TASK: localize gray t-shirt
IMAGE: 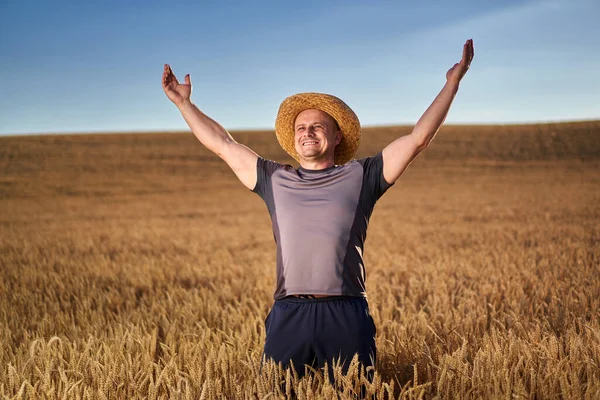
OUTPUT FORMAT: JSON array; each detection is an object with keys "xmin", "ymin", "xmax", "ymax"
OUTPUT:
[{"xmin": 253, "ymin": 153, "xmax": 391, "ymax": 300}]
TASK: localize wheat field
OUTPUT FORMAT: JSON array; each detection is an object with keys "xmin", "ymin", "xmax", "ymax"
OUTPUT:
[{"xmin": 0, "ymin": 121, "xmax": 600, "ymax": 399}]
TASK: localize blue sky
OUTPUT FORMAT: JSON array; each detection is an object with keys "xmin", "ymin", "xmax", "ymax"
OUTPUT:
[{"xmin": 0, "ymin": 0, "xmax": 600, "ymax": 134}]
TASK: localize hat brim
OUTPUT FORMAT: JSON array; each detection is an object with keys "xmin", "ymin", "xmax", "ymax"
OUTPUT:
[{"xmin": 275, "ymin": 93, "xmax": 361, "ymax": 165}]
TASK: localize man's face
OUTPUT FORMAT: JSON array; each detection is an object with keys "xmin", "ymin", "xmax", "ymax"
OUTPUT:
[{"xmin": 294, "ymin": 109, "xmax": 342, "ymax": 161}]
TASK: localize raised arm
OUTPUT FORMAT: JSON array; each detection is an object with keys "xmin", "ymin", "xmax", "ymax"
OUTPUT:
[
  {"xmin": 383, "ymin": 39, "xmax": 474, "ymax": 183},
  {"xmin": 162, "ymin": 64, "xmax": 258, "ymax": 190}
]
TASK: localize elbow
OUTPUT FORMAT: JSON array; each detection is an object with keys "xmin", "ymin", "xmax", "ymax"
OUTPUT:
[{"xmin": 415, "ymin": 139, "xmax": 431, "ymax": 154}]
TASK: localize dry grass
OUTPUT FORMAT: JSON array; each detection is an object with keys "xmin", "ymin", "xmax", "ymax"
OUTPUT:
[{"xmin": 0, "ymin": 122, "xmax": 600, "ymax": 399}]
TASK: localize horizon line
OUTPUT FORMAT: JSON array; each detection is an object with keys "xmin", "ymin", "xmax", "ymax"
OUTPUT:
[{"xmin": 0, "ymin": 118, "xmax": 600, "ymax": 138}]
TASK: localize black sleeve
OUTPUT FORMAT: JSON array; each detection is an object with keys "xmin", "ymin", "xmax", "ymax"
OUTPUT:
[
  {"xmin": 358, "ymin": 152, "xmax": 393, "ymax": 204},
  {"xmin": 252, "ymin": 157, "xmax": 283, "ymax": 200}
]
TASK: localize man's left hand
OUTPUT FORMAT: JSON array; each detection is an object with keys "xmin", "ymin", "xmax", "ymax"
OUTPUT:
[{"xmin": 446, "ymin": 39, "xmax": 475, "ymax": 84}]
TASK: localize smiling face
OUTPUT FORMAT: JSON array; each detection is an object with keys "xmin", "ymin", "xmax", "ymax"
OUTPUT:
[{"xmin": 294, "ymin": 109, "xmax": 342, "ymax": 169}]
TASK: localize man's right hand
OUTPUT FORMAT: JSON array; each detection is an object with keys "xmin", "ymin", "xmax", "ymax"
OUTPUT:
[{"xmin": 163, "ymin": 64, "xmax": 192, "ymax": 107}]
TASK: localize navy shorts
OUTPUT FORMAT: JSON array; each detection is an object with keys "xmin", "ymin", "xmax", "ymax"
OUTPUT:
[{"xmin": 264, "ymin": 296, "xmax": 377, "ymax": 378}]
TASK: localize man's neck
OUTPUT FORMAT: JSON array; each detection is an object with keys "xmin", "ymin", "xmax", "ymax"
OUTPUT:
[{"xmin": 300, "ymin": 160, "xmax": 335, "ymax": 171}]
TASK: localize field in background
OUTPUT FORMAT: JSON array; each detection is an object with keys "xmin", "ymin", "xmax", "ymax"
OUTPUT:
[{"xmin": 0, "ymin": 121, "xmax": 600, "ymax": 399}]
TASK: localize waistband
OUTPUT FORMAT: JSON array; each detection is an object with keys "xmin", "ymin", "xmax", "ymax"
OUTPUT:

===============

| Exercise objective |
Write out all of the items above word for word, leaving the pictures out.

| Reply |
TASK: localize gray t-shirt
IMAGE: 
OUTPUT FORMAT: JSON array; each detection is an object with keys "xmin", "ymin", "xmax", "ymax"
OUTPUT:
[{"xmin": 253, "ymin": 153, "xmax": 391, "ymax": 300}]
TASK: localize wheat field
OUTPUT FORMAT: JSON array; each detection is an object with keys "xmin", "ymin", "xmax", "ymax"
OUTPUT:
[{"xmin": 0, "ymin": 121, "xmax": 600, "ymax": 399}]
TASK: localize blue sky
OUTPUT FORMAT: JSON array; each detection is an object with keys "xmin", "ymin", "xmax", "ymax"
OUTPUT:
[{"xmin": 0, "ymin": 0, "xmax": 600, "ymax": 134}]
TASK: localize hat brim
OUTPUT FORMAT: JSON array; each detection is an object with keys "xmin", "ymin", "xmax", "ymax"
OUTPUT:
[{"xmin": 275, "ymin": 93, "xmax": 361, "ymax": 165}]
TASK: localize man's face
OUTPUT FORMAT: JSON array; each detection is an object with keys "xmin", "ymin", "xmax", "ymax"
OUTPUT:
[{"xmin": 294, "ymin": 109, "xmax": 342, "ymax": 161}]
TASK: localize raised arm
OUTPUT FORMAT: JSON array; each detection is an object with keys "xmin", "ymin", "xmax", "ymax"
OUTPUT:
[
  {"xmin": 383, "ymin": 39, "xmax": 474, "ymax": 183},
  {"xmin": 162, "ymin": 64, "xmax": 258, "ymax": 190}
]
TASK: localize elbow
OUTPUT FORMAT: JSON array; each detection is an object with keys "xmin", "ymin", "xmax", "ymax"
OUTPUT:
[{"xmin": 415, "ymin": 139, "xmax": 431, "ymax": 154}]
TASK: localize dry grass
OUTPUT FORMAT: JSON array; each detection is an object with keys "xmin", "ymin", "xmax", "ymax"
OUTPUT:
[{"xmin": 0, "ymin": 122, "xmax": 600, "ymax": 399}]
TASK: localize horizon line
OUTPUT FORMAT: JSON array; each detection is an object with keys "xmin", "ymin", "xmax", "ymax"
OUTPUT:
[{"xmin": 0, "ymin": 118, "xmax": 600, "ymax": 138}]
TASK: localize black sleeve
OUTPUT FORMAT: JSON array; each detection is an object with keys "xmin", "ymin", "xmax", "ymax"
OUTPUT:
[
  {"xmin": 358, "ymin": 152, "xmax": 393, "ymax": 204},
  {"xmin": 252, "ymin": 157, "xmax": 283, "ymax": 200}
]
TASK: localize man's left hand
OUTPUT FORMAT: JSON array; each detection is an object with keys "xmin", "ymin", "xmax", "ymax"
OUTPUT:
[{"xmin": 446, "ymin": 39, "xmax": 475, "ymax": 84}]
TASK: localize smiling face
OUTPUT FORMAT: JSON array; each detection is an object with keys "xmin", "ymin", "xmax", "ymax"
OUTPUT:
[{"xmin": 294, "ymin": 109, "xmax": 342, "ymax": 169}]
TASK: localize man's right hand
OUTPUT FORMAT: JSON array; each detection is an object with keys "xmin", "ymin", "xmax", "ymax"
OUTPUT:
[{"xmin": 163, "ymin": 64, "xmax": 192, "ymax": 107}]
TASK: localize navy shorts
OUTPUT FORMAT: JSON array; each detection is an object with keys "xmin", "ymin", "xmax", "ymax"
OUTPUT:
[{"xmin": 264, "ymin": 296, "xmax": 377, "ymax": 378}]
TASK: localize man's neck
OUTPUT FORMAT: JSON array; each detection is an object with keys "xmin", "ymin", "xmax", "ymax"
OUTPUT:
[{"xmin": 300, "ymin": 160, "xmax": 335, "ymax": 171}]
TASK: localize field in background
OUTPUT FORMAT: JSON array; each detection is an object with keys "xmin", "ymin", "xmax", "ymax"
OUTPUT:
[{"xmin": 0, "ymin": 121, "xmax": 600, "ymax": 399}]
TASK: localize waistband
OUTPUT FORMAT: JSON array; each detection is an object with keys "xmin", "ymin", "xmax", "ymax"
OUTPUT:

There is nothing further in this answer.